Gather all lines in the entries that include the word "distant".

[[ ENTRIES PROVIDED open ]]

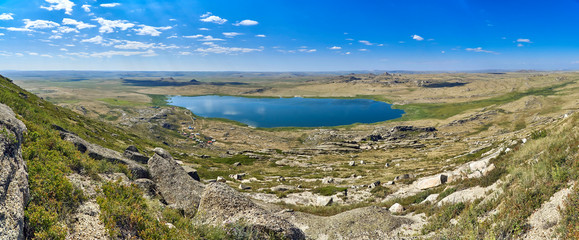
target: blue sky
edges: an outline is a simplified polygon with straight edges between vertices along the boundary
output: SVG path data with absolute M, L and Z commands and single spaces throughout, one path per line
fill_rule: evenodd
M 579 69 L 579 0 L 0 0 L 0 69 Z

[[ ENTRIES PROVIDED closed ]]
[[ ENTRIES PROVIDED open ]]

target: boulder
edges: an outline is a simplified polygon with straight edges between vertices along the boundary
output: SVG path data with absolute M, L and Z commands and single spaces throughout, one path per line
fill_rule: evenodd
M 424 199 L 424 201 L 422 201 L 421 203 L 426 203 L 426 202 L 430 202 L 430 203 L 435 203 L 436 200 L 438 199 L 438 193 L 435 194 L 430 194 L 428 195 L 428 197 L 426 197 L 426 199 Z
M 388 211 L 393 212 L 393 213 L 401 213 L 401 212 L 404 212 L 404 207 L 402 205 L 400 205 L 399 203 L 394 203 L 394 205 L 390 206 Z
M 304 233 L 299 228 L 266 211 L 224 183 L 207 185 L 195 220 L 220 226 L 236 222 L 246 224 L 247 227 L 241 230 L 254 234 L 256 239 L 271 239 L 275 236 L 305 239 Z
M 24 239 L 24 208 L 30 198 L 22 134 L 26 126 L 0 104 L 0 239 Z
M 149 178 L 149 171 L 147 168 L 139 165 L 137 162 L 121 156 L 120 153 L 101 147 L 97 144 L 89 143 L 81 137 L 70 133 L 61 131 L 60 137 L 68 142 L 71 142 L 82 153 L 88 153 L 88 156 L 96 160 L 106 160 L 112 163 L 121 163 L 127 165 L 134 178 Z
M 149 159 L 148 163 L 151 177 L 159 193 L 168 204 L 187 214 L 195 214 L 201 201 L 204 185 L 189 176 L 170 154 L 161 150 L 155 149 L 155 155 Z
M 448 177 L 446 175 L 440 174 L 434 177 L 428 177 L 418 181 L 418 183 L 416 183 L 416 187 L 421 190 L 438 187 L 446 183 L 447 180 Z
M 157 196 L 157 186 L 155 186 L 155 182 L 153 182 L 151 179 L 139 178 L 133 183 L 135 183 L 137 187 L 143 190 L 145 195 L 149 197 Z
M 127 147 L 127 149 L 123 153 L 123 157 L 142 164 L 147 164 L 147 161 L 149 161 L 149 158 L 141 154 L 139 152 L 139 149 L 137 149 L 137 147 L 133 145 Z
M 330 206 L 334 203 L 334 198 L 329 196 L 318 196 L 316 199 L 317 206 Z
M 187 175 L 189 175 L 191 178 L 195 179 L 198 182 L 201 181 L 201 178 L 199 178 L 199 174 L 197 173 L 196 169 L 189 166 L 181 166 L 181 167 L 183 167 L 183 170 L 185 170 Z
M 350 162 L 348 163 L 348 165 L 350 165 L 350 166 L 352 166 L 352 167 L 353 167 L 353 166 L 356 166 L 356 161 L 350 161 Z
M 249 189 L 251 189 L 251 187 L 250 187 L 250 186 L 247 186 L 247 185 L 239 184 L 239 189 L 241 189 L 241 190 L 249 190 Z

[[ ENTRIES PROVIDED closed ]]
[[ ENTRIES PROVIDED open ]]

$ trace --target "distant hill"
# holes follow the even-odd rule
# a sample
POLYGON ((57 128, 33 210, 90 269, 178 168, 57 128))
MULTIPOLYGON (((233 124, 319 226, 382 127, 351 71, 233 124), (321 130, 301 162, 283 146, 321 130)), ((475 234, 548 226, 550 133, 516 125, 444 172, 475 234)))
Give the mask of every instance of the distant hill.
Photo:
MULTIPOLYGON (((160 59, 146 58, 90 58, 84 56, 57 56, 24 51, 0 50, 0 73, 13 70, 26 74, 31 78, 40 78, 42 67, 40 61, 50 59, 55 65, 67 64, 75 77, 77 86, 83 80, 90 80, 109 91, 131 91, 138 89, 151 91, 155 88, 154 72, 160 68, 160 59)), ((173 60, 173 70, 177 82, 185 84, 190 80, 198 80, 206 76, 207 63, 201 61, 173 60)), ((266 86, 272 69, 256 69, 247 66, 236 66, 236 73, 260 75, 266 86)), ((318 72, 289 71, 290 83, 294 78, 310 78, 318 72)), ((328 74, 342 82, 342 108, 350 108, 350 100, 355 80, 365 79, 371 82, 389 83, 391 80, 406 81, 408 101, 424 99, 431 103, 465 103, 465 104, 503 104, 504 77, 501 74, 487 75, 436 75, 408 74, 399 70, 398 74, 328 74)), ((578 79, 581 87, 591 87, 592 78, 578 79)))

[[ ENTRIES PROVIDED closed ]]

● ANSWER TO THE PROBLEM
$ trace --target "distant hill"
Give the mask of every instance of the distant hill.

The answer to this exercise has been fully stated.